**ЗАДАНИЕ:** Пожалуйста, перепишите отрывок о Березине от места, которое начинается словами «До сих пор спорят, каково», до слов «достигают российской границы.», поменяв «французский император» на «император французов».

**ФРАГМЕНТ ДОКУМЕНТА:**
Между Чичаговым и Сабанеевым возникает спор, от которого зависят, может быть, судьбы Европы. Генерал убеждает старшего начальника, что их задача окружить, захватить Наполеона; Чичагов иначе трактует полученные инструкции и медлит.
Именно в эту пору записывает во фронтовом дневнике молодой офицер Александр Чичерин (которому быть бы декабристом, если б вернулся с войны):
„Я всегда жалел людей, облеченных верховной властью. Уже в 14 лет я перестал мечтать о том, чтобы стать государем; теперь я даже страшусь высокой власти. Обязанность прислушиваться к желаниям тысяч людей, придерживающихся самых различных мнений, угождать всему свету, когда никто на свете не мыслит одинаково“.
Если бы Чичагов перехватил Наполеона при Березине…
Тогда вроде бы война окончилась сразу и не было бы нужды в кампаниях 1813–1814 годов? Или, наоборот, пленение, гибель императора удесятерили бы сопротивляемость Франции; униженный, прижатый к стене неприятель сделался бы чрезвычайно опасен?
До сих пор спорят, каково было мнение самого Кутузова. Умнейший старик серьезно опасался разбитого Наполеона; как известно, вообще возражал против вступления русских войск в Западную Европу. Может быть, и в самом деле тайно противился завершению кампании при Березине, — и не оттого ли инструкции Чичагову были не слишком отчетливы?..
Так или иначе, основная армия (где и Раевский) не стала молотом, а войска Чичагова и Сабанеева — наковальней, меж которых расплющился бы Наполеон.
Бросив множество пленных, французский император умчался в Париж собирать новое войско; Чичагов сделался объектом критики и насмешек, попал даже в басню Крылова („Щука и кот“); авторитет же Сабанеева, который спорил с Чичаговым, наоборот, возрос.
Так или иначе, оба русских войска слились, и теперь генерал Сабанеев с поручиком Раевским одновременно достигают российской границы.
Андрей Раевский — старший брат Владимира Федосеевича, тоже находившийся в действующей армии, — описывает торжественный момент: „Переехав мост, я простился с Россией. Двуглавый орел остался на высоких утесах с той стороны… Смотритель таможни поднял шлагбаум и пожелал нам счастливого возвращения“.

**ИЗВЛЕЧЁННЫЕ СТРОКИ:**
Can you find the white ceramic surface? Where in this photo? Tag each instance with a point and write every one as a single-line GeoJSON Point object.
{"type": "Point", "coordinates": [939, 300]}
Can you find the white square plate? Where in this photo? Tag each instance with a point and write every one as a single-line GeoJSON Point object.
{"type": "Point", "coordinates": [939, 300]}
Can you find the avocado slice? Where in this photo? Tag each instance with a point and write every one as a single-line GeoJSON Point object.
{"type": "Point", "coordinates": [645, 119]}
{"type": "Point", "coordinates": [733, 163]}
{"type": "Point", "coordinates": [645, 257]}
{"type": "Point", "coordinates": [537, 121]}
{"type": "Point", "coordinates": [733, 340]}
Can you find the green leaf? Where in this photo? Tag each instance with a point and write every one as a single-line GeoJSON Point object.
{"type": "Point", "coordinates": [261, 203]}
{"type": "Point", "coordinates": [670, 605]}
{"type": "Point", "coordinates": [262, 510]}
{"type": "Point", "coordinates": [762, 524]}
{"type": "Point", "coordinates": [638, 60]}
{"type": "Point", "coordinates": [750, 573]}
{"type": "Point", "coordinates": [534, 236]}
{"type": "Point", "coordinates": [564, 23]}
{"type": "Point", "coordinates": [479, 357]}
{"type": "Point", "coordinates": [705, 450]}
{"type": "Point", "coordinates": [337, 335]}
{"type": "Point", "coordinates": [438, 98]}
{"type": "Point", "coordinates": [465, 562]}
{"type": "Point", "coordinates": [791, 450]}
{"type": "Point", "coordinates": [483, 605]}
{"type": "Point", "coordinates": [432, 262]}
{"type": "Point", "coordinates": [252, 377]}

**РЕЗУЛЬТАТ:**
До сих пор спорят, каково было мнение самого Кутузова. Умнейший старик серьезно опасался разбитого Наполеона; как известно, вообще возражал против вступления русских войск в Западную Европу. Может быть, и в самом деле тайно противился завершению кампании при Березине, — и не оттого ли инструкции Чичагову были не слишком отчетливы?..
Так или иначе, основная армия (где и Раевский) не стала молотом, а войска Чичагова и Сабанеева — наковальней, меж которых расплющился бы Наполеон.
Бросив множество пленных, император французов умчался в Париж собирать новое войско; Чичагов сделался объектом критики и насмешек, попал даже в басню Крылова („Щука и кот“); авторитет же Сабанеева, который спорил с Чичаговым, наоборот, возрос.
Так или иначе, оба русских войска слились, и теперь генерал Сабанеев с поручиком Раевским одновременно достигают российской границы.